-- Estratto del documento --
************
C’è un gusto ironico e amorevolissimo nel modo di raccontare di Galligani, e se di molti episodi veniamo a conoscenza attraverso una narrazione in terza persona, altri li scopriamo attraverso rapporti dei carabinieri, trascrizioni di interviste, spassosi verbali di un circolo trans – profili diversi che si sommano come in un ritratto cubista, regalandoci un Alieno sempre meno alieno, anzi, umanissimo nell’ostinata ricerca di sé stesso.

Pur restando su un piano realistico, Transagonistica ammicca volutamente a un immaginario fantascientifico, con tinte post-umane.

Così Galligani descrive l’inizio di una partita di calcio: «Quando l’arbitro fischia, una cinquantina di gambe s’animano sull’erba verde-fluo. Il cielo sopra lo stadio è una pozza nera ispessita da riflettori al neon che voltano le spalle agli astri.»
************
-- Dati disponibili --
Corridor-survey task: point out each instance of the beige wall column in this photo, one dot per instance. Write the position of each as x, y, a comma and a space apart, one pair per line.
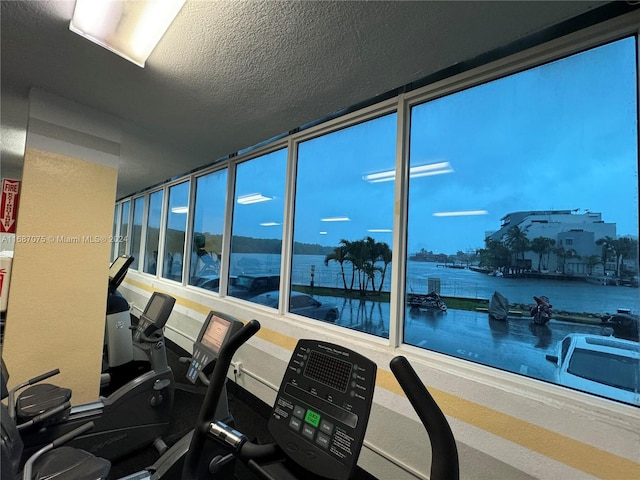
************
-- Domande da svolgere --
a) Secondo l'estratto, attraverso quali forme di racconto veniamo a conoscenza degli episodi narrati da Galligani? Elencale tutte.
b) Rispondi a queste domande sull'estratto:
(i) A che cosa si paragona il modo in cui si sommano i diversi profili?
(ii) A quale immaginario ammicca volutamente Transagonistica?
(iii) Quante gambe s'animano sull'erba quando l'arbitro fischia?
I dati non hanno alcun legame con l'estratto.

-- Soluzioni --
a)
- narrazione in terza persona
- rapporti dei carabinieri
- trascrizioni di interviste
- spassosi verbali di un circolo trans

b)
(i) A un ritratto cubista.
(ii) A un immaginario fantascientifico, con tinte post-umane.
(iii) Una cinquantina.